Lay out the data below, between the lines holding "Locate the row" and "[(652, 383), (622, 382)]", inclusive, as a two-column CSV with the headers text and points. Each row should hold a block of text and the coordinate answer that follows it, each in one quoted field with line breaks turned into spaces, and no pictures.
☆ ☆ ☆
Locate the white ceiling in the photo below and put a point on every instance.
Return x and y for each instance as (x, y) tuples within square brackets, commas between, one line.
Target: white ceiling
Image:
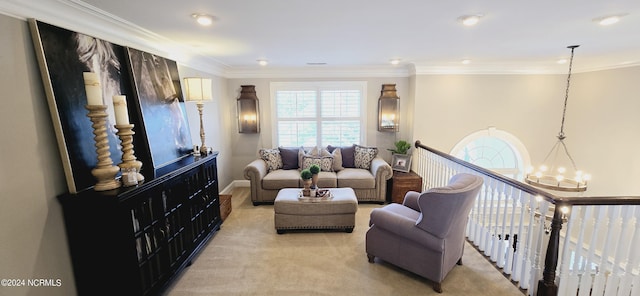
[(512, 36)]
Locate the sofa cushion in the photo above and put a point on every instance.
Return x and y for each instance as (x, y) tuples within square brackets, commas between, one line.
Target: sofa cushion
[(356, 178), (337, 159), (363, 156), (289, 158), (324, 162), (326, 180), (272, 157), (348, 153), (279, 179)]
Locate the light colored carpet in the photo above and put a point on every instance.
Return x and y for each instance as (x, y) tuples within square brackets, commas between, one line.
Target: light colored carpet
[(248, 257)]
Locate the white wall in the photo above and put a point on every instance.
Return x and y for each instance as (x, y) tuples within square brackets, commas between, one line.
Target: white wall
[(33, 241), (601, 125)]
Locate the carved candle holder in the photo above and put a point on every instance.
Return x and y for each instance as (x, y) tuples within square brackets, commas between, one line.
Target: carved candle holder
[(203, 148), (129, 160), (105, 172)]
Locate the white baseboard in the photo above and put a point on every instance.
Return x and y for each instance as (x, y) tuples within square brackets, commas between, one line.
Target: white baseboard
[(234, 184)]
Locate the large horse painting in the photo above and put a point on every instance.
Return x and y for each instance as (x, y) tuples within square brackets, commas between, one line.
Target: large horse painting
[(63, 56), (159, 98)]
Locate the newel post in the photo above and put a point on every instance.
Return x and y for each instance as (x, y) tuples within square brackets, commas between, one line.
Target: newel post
[(547, 285)]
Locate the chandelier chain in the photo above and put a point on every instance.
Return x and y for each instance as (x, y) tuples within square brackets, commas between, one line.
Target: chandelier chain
[(566, 94)]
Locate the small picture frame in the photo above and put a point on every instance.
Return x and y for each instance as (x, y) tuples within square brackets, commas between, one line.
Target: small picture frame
[(401, 162)]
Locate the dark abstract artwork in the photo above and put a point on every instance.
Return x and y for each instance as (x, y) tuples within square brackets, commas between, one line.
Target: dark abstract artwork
[(63, 56), (160, 102)]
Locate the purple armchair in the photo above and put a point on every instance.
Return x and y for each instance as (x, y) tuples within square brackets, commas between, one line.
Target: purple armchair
[(426, 234)]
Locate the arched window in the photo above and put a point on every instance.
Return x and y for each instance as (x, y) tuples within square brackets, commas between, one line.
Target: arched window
[(495, 150)]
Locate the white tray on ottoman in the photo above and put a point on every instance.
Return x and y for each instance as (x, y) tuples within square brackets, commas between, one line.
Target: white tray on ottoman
[(337, 212)]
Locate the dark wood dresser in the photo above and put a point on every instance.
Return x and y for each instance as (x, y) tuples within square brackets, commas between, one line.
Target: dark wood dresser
[(402, 182), (136, 240)]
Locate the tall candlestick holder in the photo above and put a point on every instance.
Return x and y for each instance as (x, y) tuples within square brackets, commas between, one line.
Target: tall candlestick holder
[(105, 172), (129, 160), (203, 148)]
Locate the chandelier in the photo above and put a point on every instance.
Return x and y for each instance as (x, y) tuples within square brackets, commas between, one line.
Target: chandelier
[(556, 176)]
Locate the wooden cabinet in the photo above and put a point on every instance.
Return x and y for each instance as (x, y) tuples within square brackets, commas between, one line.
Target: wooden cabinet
[(402, 182), (136, 240)]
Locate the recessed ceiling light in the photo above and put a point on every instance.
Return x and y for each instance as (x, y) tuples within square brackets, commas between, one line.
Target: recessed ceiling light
[(608, 20), (203, 19), (470, 20)]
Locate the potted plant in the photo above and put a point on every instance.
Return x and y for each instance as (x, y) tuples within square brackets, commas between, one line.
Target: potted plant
[(306, 179), (315, 170), (400, 160), (402, 147)]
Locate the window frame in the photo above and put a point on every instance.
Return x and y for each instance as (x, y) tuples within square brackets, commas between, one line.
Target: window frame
[(519, 149), (319, 86)]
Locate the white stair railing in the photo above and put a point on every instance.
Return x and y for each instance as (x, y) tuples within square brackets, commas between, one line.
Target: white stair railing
[(520, 229)]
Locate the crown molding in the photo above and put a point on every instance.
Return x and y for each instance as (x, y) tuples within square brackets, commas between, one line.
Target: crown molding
[(80, 17), (317, 72)]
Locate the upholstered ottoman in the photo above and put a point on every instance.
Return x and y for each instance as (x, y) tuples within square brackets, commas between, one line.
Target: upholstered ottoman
[(336, 213)]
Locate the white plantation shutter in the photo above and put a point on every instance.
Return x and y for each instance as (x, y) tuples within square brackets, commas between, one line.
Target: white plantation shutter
[(318, 113)]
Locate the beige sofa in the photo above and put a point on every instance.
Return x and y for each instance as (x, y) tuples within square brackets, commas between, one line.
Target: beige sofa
[(368, 184)]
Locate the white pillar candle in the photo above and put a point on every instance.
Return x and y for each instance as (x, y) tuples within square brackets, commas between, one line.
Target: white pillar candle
[(120, 108), (93, 89)]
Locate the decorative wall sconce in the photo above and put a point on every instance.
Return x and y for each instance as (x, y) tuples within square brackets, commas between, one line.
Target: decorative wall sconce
[(248, 110), (388, 109), (199, 90)]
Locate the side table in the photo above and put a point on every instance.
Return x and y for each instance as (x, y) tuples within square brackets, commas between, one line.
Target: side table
[(401, 183)]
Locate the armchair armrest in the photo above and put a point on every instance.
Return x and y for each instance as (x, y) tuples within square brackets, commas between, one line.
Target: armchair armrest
[(380, 169), (255, 170), (411, 200), (404, 226)]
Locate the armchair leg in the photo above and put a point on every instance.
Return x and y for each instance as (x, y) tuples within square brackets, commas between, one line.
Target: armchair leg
[(437, 287), (370, 258)]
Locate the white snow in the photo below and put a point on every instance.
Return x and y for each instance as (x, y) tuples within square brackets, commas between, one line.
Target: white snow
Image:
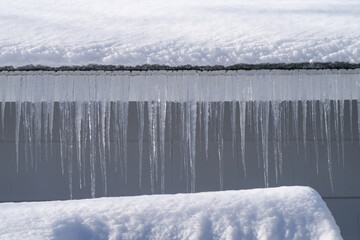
[(198, 32), (273, 213)]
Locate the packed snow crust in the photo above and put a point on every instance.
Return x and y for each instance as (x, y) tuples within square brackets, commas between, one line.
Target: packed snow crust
[(273, 213), (178, 32)]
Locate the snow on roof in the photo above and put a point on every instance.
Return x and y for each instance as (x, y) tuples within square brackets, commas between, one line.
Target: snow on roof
[(177, 32), (273, 213)]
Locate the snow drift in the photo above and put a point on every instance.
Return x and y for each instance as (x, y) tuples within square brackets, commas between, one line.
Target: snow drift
[(273, 213), (178, 32)]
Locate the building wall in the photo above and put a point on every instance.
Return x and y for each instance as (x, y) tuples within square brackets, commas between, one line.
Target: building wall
[(48, 183)]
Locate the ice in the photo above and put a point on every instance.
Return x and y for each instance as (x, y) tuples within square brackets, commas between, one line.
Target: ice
[(179, 108), (242, 117), (140, 111)]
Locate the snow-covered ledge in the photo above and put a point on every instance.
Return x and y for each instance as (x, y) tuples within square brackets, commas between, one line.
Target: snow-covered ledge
[(273, 213), (179, 86)]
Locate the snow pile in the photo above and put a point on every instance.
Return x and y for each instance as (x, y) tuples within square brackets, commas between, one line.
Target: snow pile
[(274, 213), (199, 32)]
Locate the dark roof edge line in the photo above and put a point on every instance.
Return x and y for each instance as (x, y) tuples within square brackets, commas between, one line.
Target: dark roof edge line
[(155, 67)]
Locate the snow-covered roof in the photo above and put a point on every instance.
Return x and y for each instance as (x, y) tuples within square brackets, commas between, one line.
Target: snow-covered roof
[(177, 32), (274, 213)]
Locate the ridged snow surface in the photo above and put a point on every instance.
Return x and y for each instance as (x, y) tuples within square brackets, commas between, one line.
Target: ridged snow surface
[(274, 213), (92, 117), (178, 32)]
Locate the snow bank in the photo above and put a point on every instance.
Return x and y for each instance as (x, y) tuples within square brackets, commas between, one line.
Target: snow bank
[(273, 213), (199, 32)]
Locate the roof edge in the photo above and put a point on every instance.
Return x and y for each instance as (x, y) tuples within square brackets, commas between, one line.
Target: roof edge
[(156, 67)]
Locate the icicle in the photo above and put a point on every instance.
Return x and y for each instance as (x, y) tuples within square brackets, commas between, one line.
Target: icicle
[(264, 121), (206, 128), (102, 146), (85, 129), (358, 108), (162, 124), (169, 120), (304, 118), (140, 111), (107, 128), (315, 133), (336, 125), (123, 111), (220, 141), (62, 135), (37, 131), (242, 117), (256, 129), (17, 131), (69, 133), (327, 114), (78, 117), (233, 126), (3, 103), (192, 144), (51, 124), (92, 139), (295, 119), (275, 107), (341, 106), (351, 120), (153, 139), (45, 128), (188, 144)]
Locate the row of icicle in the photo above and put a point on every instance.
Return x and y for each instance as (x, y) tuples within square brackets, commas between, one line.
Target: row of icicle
[(97, 131)]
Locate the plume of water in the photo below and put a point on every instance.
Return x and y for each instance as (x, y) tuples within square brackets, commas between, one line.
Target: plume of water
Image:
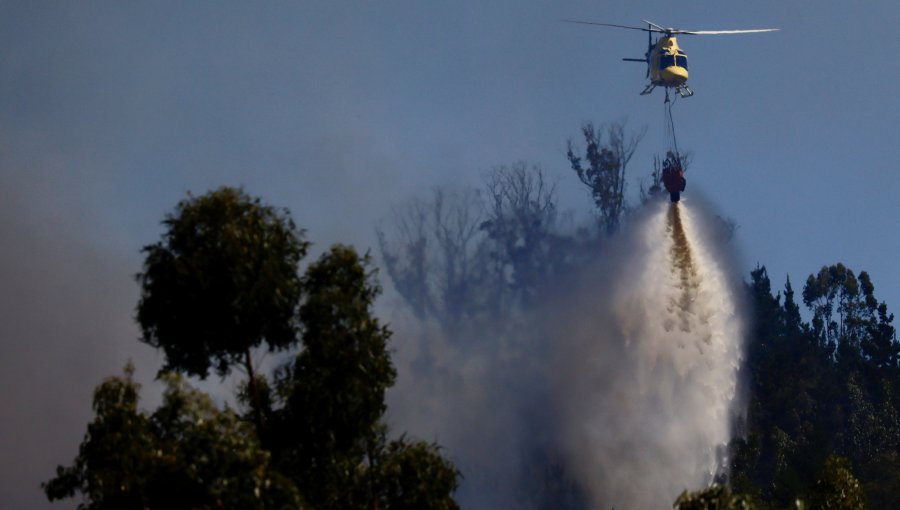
[(652, 383), (622, 382)]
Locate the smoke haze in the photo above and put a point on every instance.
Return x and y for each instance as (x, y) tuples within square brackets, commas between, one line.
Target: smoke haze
[(621, 388)]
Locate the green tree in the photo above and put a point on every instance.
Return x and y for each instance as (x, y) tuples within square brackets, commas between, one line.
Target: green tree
[(714, 497), (222, 281), (325, 445), (188, 454), (837, 488)]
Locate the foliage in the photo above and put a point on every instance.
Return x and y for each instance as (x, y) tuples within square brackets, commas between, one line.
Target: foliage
[(222, 280), (819, 389), (187, 454), (714, 497), (837, 487), (324, 445), (334, 389)]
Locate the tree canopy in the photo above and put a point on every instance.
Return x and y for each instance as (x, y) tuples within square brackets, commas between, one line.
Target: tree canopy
[(324, 445), (222, 280)]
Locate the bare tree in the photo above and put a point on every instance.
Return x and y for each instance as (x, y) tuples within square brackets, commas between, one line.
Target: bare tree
[(433, 256), (521, 227), (608, 153)]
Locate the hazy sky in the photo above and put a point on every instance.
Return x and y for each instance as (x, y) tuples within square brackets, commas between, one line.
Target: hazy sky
[(111, 111)]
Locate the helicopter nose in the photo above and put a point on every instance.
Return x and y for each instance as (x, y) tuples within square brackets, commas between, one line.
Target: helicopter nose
[(674, 74)]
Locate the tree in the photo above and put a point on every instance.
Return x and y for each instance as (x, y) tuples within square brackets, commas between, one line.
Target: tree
[(328, 433), (604, 174), (837, 487), (222, 281), (714, 497), (434, 254), (324, 445), (188, 454)]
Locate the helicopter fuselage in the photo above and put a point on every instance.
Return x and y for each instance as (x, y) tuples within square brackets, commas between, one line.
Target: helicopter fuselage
[(668, 63)]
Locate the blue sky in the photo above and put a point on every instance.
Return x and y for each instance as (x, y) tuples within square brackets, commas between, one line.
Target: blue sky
[(110, 112)]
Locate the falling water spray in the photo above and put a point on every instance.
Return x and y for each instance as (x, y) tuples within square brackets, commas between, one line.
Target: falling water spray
[(623, 380), (651, 390)]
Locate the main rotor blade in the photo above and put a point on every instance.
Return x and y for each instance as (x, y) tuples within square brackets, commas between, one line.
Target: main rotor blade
[(654, 25), (676, 31), (611, 25)]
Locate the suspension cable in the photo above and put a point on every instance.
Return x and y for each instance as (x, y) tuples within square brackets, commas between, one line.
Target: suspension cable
[(671, 140)]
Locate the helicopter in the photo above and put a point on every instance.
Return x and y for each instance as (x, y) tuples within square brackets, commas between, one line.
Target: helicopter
[(666, 61)]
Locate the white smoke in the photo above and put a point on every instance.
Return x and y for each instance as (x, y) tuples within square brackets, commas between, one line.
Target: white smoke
[(651, 390), (623, 383)]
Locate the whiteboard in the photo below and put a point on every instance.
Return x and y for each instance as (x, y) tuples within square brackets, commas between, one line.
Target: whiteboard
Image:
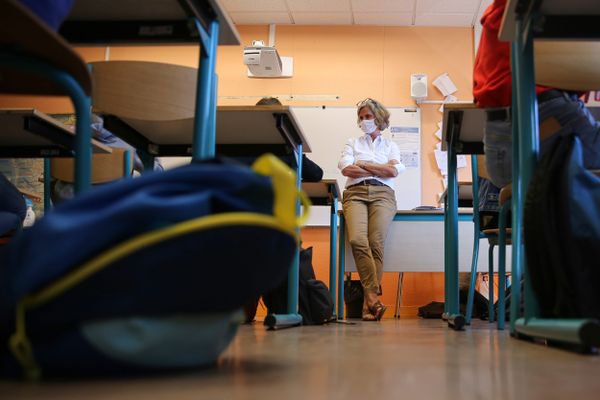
[(327, 129)]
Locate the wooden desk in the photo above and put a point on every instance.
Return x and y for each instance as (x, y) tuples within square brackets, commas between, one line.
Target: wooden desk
[(29, 133), (575, 20), (139, 22), (327, 192), (163, 22), (467, 122), (462, 134), (35, 60), (416, 243)]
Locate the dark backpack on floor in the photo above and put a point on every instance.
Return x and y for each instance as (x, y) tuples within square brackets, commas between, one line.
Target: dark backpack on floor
[(435, 309), (562, 233), (314, 300)]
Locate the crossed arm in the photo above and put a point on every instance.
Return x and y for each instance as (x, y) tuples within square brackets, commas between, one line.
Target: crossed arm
[(362, 169)]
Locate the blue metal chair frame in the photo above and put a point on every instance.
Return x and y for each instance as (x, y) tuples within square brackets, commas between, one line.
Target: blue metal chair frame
[(581, 332), (420, 216), (501, 238)]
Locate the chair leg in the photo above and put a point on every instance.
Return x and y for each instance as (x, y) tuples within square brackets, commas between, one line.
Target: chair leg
[(502, 266), (399, 294), (471, 296), (491, 283)]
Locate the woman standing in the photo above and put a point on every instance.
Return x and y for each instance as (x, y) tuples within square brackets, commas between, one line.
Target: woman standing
[(370, 162)]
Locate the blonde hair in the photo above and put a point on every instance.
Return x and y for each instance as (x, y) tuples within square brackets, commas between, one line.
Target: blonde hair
[(382, 115)]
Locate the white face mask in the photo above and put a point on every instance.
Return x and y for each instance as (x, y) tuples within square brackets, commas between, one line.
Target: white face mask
[(368, 126)]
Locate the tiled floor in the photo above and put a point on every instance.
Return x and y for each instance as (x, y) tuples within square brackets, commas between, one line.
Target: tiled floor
[(405, 359)]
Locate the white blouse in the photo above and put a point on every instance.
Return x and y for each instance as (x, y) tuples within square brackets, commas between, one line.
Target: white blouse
[(380, 151)]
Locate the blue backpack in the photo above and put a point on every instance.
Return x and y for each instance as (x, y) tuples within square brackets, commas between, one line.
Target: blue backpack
[(146, 274)]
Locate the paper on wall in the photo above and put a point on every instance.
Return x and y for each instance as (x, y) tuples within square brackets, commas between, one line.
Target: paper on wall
[(441, 159), (409, 143), (444, 84)]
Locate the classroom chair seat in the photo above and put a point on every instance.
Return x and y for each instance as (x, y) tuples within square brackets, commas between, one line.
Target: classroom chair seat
[(105, 167), (35, 60), (496, 237)]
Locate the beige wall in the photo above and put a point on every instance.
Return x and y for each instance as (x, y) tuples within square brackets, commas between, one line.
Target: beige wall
[(349, 61), (352, 62)]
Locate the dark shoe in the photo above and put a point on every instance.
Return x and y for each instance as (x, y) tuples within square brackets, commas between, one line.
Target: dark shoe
[(378, 309)]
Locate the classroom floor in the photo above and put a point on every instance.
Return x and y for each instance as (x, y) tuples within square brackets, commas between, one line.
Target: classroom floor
[(394, 359)]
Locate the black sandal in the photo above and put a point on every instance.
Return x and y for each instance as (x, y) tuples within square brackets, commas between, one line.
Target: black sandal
[(378, 309)]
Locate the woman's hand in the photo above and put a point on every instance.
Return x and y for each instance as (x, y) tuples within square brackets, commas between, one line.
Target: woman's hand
[(354, 171), (381, 170)]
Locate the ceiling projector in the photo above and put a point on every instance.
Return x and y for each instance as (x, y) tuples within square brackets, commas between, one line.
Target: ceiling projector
[(264, 62)]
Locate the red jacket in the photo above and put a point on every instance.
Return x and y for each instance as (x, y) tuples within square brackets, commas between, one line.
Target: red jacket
[(492, 80)]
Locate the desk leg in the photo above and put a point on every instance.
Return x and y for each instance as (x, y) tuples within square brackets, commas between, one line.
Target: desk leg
[(205, 91), (342, 268), (292, 318), (577, 332), (47, 188), (332, 255)]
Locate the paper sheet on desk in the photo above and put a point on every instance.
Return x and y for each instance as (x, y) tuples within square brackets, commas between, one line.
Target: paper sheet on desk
[(441, 158), (438, 133), (445, 84), (409, 143)]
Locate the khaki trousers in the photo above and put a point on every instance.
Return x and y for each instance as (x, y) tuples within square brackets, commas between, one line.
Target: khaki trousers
[(368, 211)]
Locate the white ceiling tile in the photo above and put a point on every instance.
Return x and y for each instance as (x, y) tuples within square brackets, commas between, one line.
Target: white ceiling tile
[(484, 5), (444, 20), (260, 18), (301, 18), (315, 6), (254, 5), (383, 19), (387, 6), (447, 6)]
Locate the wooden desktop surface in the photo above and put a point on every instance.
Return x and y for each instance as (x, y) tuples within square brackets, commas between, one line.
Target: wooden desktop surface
[(415, 243), (235, 125), (157, 10), (321, 189), (14, 134), (473, 123), (570, 63)]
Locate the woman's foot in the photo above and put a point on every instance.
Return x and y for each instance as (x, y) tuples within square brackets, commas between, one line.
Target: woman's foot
[(378, 309), (368, 317), (366, 314)]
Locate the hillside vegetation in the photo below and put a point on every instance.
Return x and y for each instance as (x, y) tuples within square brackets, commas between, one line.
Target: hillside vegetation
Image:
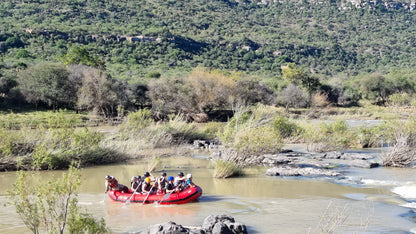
[(328, 38), (199, 57)]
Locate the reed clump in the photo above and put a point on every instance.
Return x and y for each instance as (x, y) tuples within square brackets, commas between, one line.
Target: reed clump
☆ ☆ ☆
> _Finished exercise_:
text,points
"Locate the row of icicle in the photo above and put a point on every instance. Return x and y for each instance as (x, y) tuples within square brackets, commas between, one line. Target: row of icicle","[(97, 131)]"
"Locate the plume of water in the photo below and put a point on every instance. Return x and y for each instance as (x, y) tuples within square brackets, commas between, one line. Target: plume of water Image:","[(652, 383), (622, 382)]"